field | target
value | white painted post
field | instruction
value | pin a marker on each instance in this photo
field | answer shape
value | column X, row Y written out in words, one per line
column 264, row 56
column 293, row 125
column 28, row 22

----

_Task description_
Swap "painted" for "wooden" throughout the rows above and reproduce them with everything else unchanged.

_Solution to the problem_
field | target
value | white wooden post
field | instruction
value | pin a marker on each instance in this photo
field | answer shape
value | column X, row Y written out in words, one per line
column 264, row 56
column 293, row 125
column 28, row 22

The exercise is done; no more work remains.